— What is expected —
Can you update the data below by changing every "set a pin on it" to "place a marker on it" and leaving everything else unchanged?

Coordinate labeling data
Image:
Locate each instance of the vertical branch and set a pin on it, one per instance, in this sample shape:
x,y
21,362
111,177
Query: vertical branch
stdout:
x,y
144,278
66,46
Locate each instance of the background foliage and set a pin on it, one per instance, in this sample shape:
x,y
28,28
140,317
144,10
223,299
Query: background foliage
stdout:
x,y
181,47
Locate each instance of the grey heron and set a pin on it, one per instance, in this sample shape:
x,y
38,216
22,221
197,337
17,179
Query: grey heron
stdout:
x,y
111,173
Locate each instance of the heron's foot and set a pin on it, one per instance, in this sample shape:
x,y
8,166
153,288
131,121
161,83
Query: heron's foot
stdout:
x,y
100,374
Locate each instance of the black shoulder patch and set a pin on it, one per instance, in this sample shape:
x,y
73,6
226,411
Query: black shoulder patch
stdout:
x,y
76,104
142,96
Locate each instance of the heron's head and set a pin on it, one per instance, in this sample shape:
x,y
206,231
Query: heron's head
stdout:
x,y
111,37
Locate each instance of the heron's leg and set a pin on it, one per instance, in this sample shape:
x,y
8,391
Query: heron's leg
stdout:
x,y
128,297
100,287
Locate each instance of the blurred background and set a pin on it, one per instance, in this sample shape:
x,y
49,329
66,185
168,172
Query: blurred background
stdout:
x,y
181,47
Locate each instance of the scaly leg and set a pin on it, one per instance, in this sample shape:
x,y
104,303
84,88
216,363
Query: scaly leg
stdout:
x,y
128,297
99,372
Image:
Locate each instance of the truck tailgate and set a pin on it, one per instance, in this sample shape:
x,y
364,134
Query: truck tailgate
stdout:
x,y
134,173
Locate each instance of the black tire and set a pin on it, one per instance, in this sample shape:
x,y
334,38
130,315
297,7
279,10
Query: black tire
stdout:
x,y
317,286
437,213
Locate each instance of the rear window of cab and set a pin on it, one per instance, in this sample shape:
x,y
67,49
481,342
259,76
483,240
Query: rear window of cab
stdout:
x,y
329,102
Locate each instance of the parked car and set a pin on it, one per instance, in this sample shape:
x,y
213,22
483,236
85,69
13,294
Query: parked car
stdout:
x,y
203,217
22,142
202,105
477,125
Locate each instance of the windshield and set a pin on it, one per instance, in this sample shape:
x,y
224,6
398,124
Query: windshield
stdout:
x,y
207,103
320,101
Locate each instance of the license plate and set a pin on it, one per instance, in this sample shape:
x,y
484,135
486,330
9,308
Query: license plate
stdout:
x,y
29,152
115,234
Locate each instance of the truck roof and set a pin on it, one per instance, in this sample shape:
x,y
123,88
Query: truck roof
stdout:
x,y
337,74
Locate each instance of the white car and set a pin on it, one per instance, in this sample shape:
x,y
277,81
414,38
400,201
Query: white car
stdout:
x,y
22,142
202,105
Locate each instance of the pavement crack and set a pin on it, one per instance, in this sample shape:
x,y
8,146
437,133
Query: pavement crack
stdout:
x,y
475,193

— Result below —
Image:
Locate each instance of the vertical branch and place a marker on it, one per instance, in this sample shape:
x,y
21,362
111,177
Query: vertical branch
stdout:
x,y
144,278
66,46
Locate each instance of the background foliage and place a marker on it, one per instance, in this sample shape:
x,y
28,28
140,317
144,10
223,299
Query: background foliage
stdout:
x,y
181,47
Locate each instance of the grey heron and place a marker on it, one per instance, in this sample shape:
x,y
38,216
22,221
197,337
17,179
Query: grey heron
stdout:
x,y
111,173
Locate each instance of the heron's foot and place a marker on it, one per instance, in this sample shape:
x,y
8,166
153,288
131,121
161,83
Query: heron's foot
stdout:
x,y
100,374
Locate each instance of the black shoulder patch and place a marker on it, one per instance, in this sample shape:
x,y
73,6
226,411
Query: black shoulder patch
stdout:
x,y
76,104
142,96
Locate each instance of the heron's head and place a marker on it, one per instance, in this sample shape:
x,y
206,231
Query: heron's head
stdout:
x,y
111,37
Locate each instance of the heron's leg and place a marker on it, one per instance, in this sample shape:
x,y
8,391
Query: heron's leg
stdout:
x,y
128,297
100,287
Locate each instance of the blurred background and place a marker on it, one per instance, in this sample shape:
x,y
49,329
66,185
168,172
Query: blurred background
stdout:
x,y
181,47
Locate each instance of the scaly leg and place a marker on it, one per instance, in this sample shape:
x,y
104,303
84,88
216,363
Query: scaly leg
stdout:
x,y
128,297
99,372
Image:
Locate each instance of the truck tailgate and place a marker on it, one per instance, in this sample shape:
x,y
364,134
Query: truck tailgate
stdout:
x,y
134,173
Locate each instance of the black tire and place a marker on it, one per instance, in this sample shape:
x,y
334,38
130,315
297,7
279,10
Query: black tire
stdout:
x,y
317,286
437,213
Locate each instance of the rear window of cab and place a marker on it, one per instance, in this sample shape:
x,y
67,49
481,342
259,76
483,240
Query: rear window of cab
stdout:
x,y
329,102
Locate each instance of the parked car and place a marker on it, one per instance, in this sample shape:
x,y
213,22
483,236
85,69
13,294
Query: parked car
stdout:
x,y
203,217
22,142
202,105
477,125
Locate each instance of the windshield and place a marker on it, one per instance, in this sample shape:
x,y
224,6
398,124
Query: windshield
stdout:
x,y
207,103
320,101
Locate each instance of the license plate and place a marker on it, one per instance, in this sample shape:
x,y
484,135
486,330
9,308
Query: license plate
stdout:
x,y
29,152
115,234
Locate each instance of the truck roof and place a marker on it, one per instance, in this sample shape:
x,y
123,88
Query: truck roof
stdout:
x,y
337,74
Locate each instance of the white car and place a marker on it, one per instance, in this sample shape:
x,y
277,81
414,38
400,201
Query: white car
stdout:
x,y
22,142
202,105
Locate each instance of the pavement crack and place a marker on it, one per instance, in this sample shape:
x,y
8,146
437,133
Query: pavement crack
stdout:
x,y
475,193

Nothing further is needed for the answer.